**What is being asked**
Print the records below verbatim, from their beginning through the line containing "positive clicks: (184, 137)", with both ends included. Leave the pictures out of your answer.

**Exercise materials**
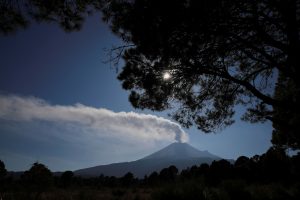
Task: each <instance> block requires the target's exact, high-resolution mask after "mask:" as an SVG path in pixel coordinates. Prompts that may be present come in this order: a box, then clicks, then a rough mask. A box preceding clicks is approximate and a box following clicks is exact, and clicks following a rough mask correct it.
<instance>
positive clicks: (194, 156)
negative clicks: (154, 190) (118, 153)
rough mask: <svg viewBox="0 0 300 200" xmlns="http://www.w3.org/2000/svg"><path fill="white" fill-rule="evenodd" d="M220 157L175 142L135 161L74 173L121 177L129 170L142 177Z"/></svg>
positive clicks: (84, 168) (182, 168)
mask: <svg viewBox="0 0 300 200" xmlns="http://www.w3.org/2000/svg"><path fill="white" fill-rule="evenodd" d="M221 159H222V158H221V157H219V156H216V155H214V154H211V153H209V152H208V151H200V150H198V149H196V148H194V147H192V146H191V145H189V144H187V143H178V142H177V143H172V144H170V145H168V146H166V147H165V148H163V149H161V150H159V151H157V152H154V153H152V154H150V155H148V156H145V157H143V158H141V159H139V160H136V161H131V162H120V163H112V164H107V165H99V166H94V167H89V168H84V169H79V170H76V171H74V173H75V175H77V176H85V177H95V176H99V175H100V174H103V175H105V176H116V177H121V176H123V175H124V174H126V173H127V172H131V173H133V174H134V175H135V176H136V177H139V178H142V177H144V176H145V175H149V174H150V173H152V172H154V171H157V172H159V171H160V170H161V169H163V168H165V167H169V166H170V165H174V166H176V167H177V168H178V169H179V171H180V170H182V169H186V168H187V167H191V166H192V165H200V164H202V163H208V164H210V163H211V162H213V161H214V160H221Z"/></svg>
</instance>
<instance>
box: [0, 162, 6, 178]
mask: <svg viewBox="0 0 300 200" xmlns="http://www.w3.org/2000/svg"><path fill="white" fill-rule="evenodd" d="M6 173H7V170H6V168H5V164H4V162H3V161H2V160H0V180H2V179H3V178H4V177H5V176H6Z"/></svg>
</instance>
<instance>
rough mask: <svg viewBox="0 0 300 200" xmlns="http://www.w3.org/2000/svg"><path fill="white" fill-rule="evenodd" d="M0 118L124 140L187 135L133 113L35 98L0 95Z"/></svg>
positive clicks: (184, 137)
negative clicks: (65, 126) (112, 110)
mask: <svg viewBox="0 0 300 200" xmlns="http://www.w3.org/2000/svg"><path fill="white" fill-rule="evenodd" d="M0 119H4V120H11V121H15V122H18V121H20V122H32V121H47V122H51V123H57V124H65V125H66V126H67V125H68V124H72V125H76V126H79V127H80V129H82V130H83V132H85V133H88V132H89V131H90V132H91V133H93V134H99V135H100V136H101V135H102V136H105V137H113V138H119V139H120V138H121V139H123V140H126V139H130V140H133V139H134V140H137V141H139V140H143V141H178V142H187V141H188V135H187V134H186V133H185V132H184V131H183V130H182V128H181V127H180V126H179V125H178V124H177V123H174V122H172V121H170V120H168V119H165V118H162V117H158V116H155V115H150V114H140V113H135V112H113V111H111V110H108V109H105V108H94V107H90V106H85V105H82V104H75V105H51V104H50V103H48V102H46V101H45V100H43V99H40V98H36V97H22V96H17V95H0Z"/></svg>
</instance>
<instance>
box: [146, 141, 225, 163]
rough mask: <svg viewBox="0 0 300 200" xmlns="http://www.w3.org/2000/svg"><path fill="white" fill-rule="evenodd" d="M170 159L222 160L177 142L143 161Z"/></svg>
mask: <svg viewBox="0 0 300 200" xmlns="http://www.w3.org/2000/svg"><path fill="white" fill-rule="evenodd" d="M170 158H172V159H175V160H180V159H190V158H212V159H215V160H219V159H222V158H221V157H219V156H216V155H213V154H211V153H209V152H208V151H200V150H198V149H196V148H194V147H192V146H191V145H189V144H188V143H180V142H175V143H172V144H170V145H169V146H167V147H165V148H163V149H161V150H159V151H157V152H155V153H153V154H151V155H149V156H146V157H144V158H142V159H141V160H147V159H170Z"/></svg>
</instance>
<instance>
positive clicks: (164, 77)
mask: <svg viewBox="0 0 300 200" xmlns="http://www.w3.org/2000/svg"><path fill="white" fill-rule="evenodd" d="M170 78H171V74H170V73H169V72H165V73H164V74H163V79H164V80H168V79H170Z"/></svg>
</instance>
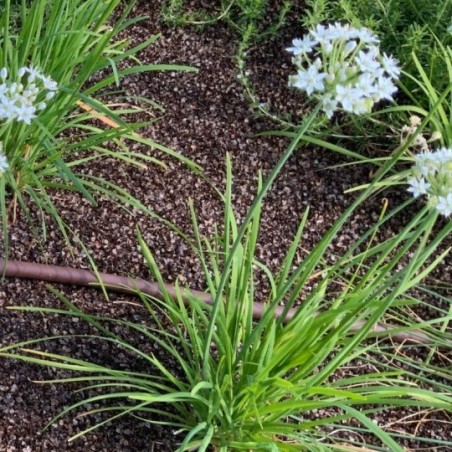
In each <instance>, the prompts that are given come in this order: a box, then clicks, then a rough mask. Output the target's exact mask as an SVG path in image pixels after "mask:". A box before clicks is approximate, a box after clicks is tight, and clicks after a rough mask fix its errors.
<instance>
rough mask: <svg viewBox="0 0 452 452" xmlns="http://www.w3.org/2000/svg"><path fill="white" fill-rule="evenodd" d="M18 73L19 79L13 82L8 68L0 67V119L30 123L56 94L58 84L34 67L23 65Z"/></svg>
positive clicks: (50, 78) (53, 80) (3, 119)
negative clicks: (9, 72)
mask: <svg viewBox="0 0 452 452" xmlns="http://www.w3.org/2000/svg"><path fill="white" fill-rule="evenodd" d="M17 75H18V79H17V81H14V82H11V81H9V80H8V70H7V69H6V68H3V69H0V80H1V83H0V120H6V121H13V120H16V121H23V122H24V123H25V124H30V123H31V121H32V120H33V119H34V118H36V114H37V112H38V111H41V110H44V109H45V108H46V107H47V101H48V100H50V99H52V98H53V97H54V96H55V93H56V91H57V90H58V85H57V83H56V82H55V81H54V80H52V79H51V78H50V77H47V76H45V75H44V74H42V73H41V72H40V71H38V70H37V69H34V68H33V67H22V68H20V69H19V71H18V74H17Z"/></svg>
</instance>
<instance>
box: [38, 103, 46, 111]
mask: <svg viewBox="0 0 452 452" xmlns="http://www.w3.org/2000/svg"><path fill="white" fill-rule="evenodd" d="M46 107H47V104H46V103H45V102H39V104H38V105H36V110H38V111H40V110H44V109H45V108H46Z"/></svg>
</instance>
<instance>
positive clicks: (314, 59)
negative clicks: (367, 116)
mask: <svg viewBox="0 0 452 452" xmlns="http://www.w3.org/2000/svg"><path fill="white" fill-rule="evenodd" d="M292 44H293V46H292V47H289V48H287V49H286V50H287V51H289V52H291V53H293V54H294V57H293V58H292V62H293V63H294V64H295V66H296V67H297V69H298V73H297V74H296V75H292V76H290V79H289V86H294V87H296V88H299V89H301V90H303V91H306V93H307V94H308V95H310V96H311V95H313V96H315V97H316V98H317V99H318V100H319V101H320V102H321V104H322V109H323V111H324V112H325V113H326V115H327V116H328V118H331V117H332V116H333V114H334V112H335V111H337V110H339V109H342V110H344V111H346V112H348V113H355V114H357V115H361V114H367V113H370V111H371V110H372V107H373V105H374V103H376V102H379V101H381V100H392V95H393V94H394V93H395V92H396V91H397V87H396V86H395V84H394V82H395V81H396V80H398V77H399V75H400V69H399V67H398V62H397V60H395V59H394V58H393V57H391V56H387V55H386V54H383V55H381V54H380V49H379V40H378V38H377V37H376V36H375V35H374V34H373V33H372V32H371V31H370V30H368V29H367V28H353V27H350V26H349V25H348V24H345V25H342V24H340V23H335V24H329V25H328V26H324V25H317V27H316V28H315V29H314V30H311V31H310V32H309V33H308V34H306V35H305V36H304V37H303V39H294V40H293V41H292Z"/></svg>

**Task response**
Task: each <instance> block requires the target's exact, high-resolution mask after "mask:" as an SVG path in pixel coordinates. Prompts that may be present come in this order: a box, then clicks, then a rough mask. A box preceding clicks is approximate and a box following clicks is exact, and clicks following a rough mask correct it.
<instance>
positive clicks: (194, 156)
negative clicks: (154, 190) (118, 153)
rough mask: <svg viewBox="0 0 300 200" xmlns="http://www.w3.org/2000/svg"><path fill="white" fill-rule="evenodd" d="M220 157L175 142L135 161L74 173L121 177L129 170L142 177Z"/></svg>
positive clicks: (84, 168) (182, 168)
mask: <svg viewBox="0 0 300 200" xmlns="http://www.w3.org/2000/svg"><path fill="white" fill-rule="evenodd" d="M221 159H222V158H221V157H219V156H216V155H214V154H211V153H209V152H208V151H200V150H198V149H196V148H194V147H192V146H191V145H189V144H187V143H178V142H177V143H172V144H170V145H168V146H166V147H165V148H163V149H161V150H159V151H157V152H154V153H152V154H150V155H148V156H145V157H143V158H141V159H139V160H136V161H131V162H120V163H112V164H107V165H99V166H94V167H89V168H84V169H79V170H76V171H74V173H75V175H77V176H85V177H95V176H99V175H100V174H103V175H105V176H116V177H121V176H123V175H124V174H126V173H127V172H131V173H133V174H134V175H135V176H136V177H139V178H142V177H144V176H145V175H149V174H150V173H152V172H154V171H157V172H159V171H160V170H161V169H163V168H165V167H169V166H170V165H174V166H176V167H177V168H178V169H179V171H180V170H182V169H186V168H187V167H191V166H192V165H200V164H202V163H208V164H210V163H211V162H213V161H214V160H221Z"/></svg>
</instance>
<instance>
box: [0, 162, 6, 178]
mask: <svg viewBox="0 0 300 200" xmlns="http://www.w3.org/2000/svg"><path fill="white" fill-rule="evenodd" d="M6 173H7V170H6V168H5V164H4V162H3V161H2V160H0V180H2V179H3V178H4V177H5V176H6Z"/></svg>
</instance>
<instance>
rough mask: <svg viewBox="0 0 300 200" xmlns="http://www.w3.org/2000/svg"><path fill="white" fill-rule="evenodd" d="M0 118L124 140L187 135L133 113L35 98L0 95Z"/></svg>
positive clicks: (184, 137)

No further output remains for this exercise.